GIVEN PROBLEM ->
Please convert the records below into a JSON list of strings, one string per line, skipping blank lines and leaving out the pictures.

RECORDED DATA ->
━━━━
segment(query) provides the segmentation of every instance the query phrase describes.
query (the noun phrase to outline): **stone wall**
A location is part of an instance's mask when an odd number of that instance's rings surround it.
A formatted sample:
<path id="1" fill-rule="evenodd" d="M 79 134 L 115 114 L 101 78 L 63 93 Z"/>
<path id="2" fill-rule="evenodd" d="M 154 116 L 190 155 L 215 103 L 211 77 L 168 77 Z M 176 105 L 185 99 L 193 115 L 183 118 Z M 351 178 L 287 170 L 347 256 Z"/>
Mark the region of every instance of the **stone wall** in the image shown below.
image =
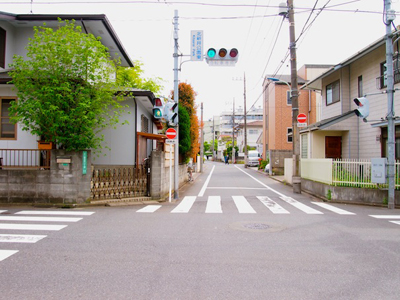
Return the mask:
<path id="1" fill-rule="evenodd" d="M 169 167 L 165 166 L 165 153 L 154 150 L 151 153 L 150 196 L 152 199 L 166 199 L 169 197 Z M 174 193 L 174 166 L 172 166 L 172 198 Z M 179 184 L 187 179 L 186 165 L 179 165 Z"/>
<path id="2" fill-rule="evenodd" d="M 52 150 L 50 170 L 0 169 L 0 203 L 84 203 L 91 180 L 91 152 L 86 153 L 86 174 L 83 151 Z"/>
━━━━
SOLUTION TO THIS PROBLEM ->
[
  "segment(query) provides the segmentation of every instance the query phrase describes.",
  "query (the noun phrase to outline): **stone wall**",
  "A location is part of an instance's mask when an odd number of that instance's rings surround it.",
  "A formatted sample:",
  "<path id=\"1\" fill-rule=\"evenodd\" d=\"M 79 134 L 115 114 L 101 78 L 63 93 Z\"/>",
  "<path id=\"2\" fill-rule=\"evenodd\" d=\"M 154 116 L 190 155 L 215 103 L 211 77 L 168 77 Z M 176 105 L 185 99 L 193 115 L 183 118 Z M 351 178 L 287 170 L 347 256 Z\"/>",
  "Mark the region of every instance of the **stone wall** in the image shown below.",
  "image =",
  "Return the mask:",
  "<path id=\"1\" fill-rule=\"evenodd\" d=\"M 169 167 L 165 166 L 165 153 L 154 150 L 151 153 L 150 196 L 152 199 L 166 199 L 169 197 Z M 174 193 L 174 166 L 172 166 L 172 198 Z M 179 184 L 187 179 L 186 165 L 179 165 Z\"/>",
  "<path id=\"2\" fill-rule=\"evenodd\" d=\"M 52 150 L 50 170 L 0 169 L 0 203 L 84 203 L 91 180 L 91 152 L 86 153 L 86 174 L 83 151 Z\"/>"
]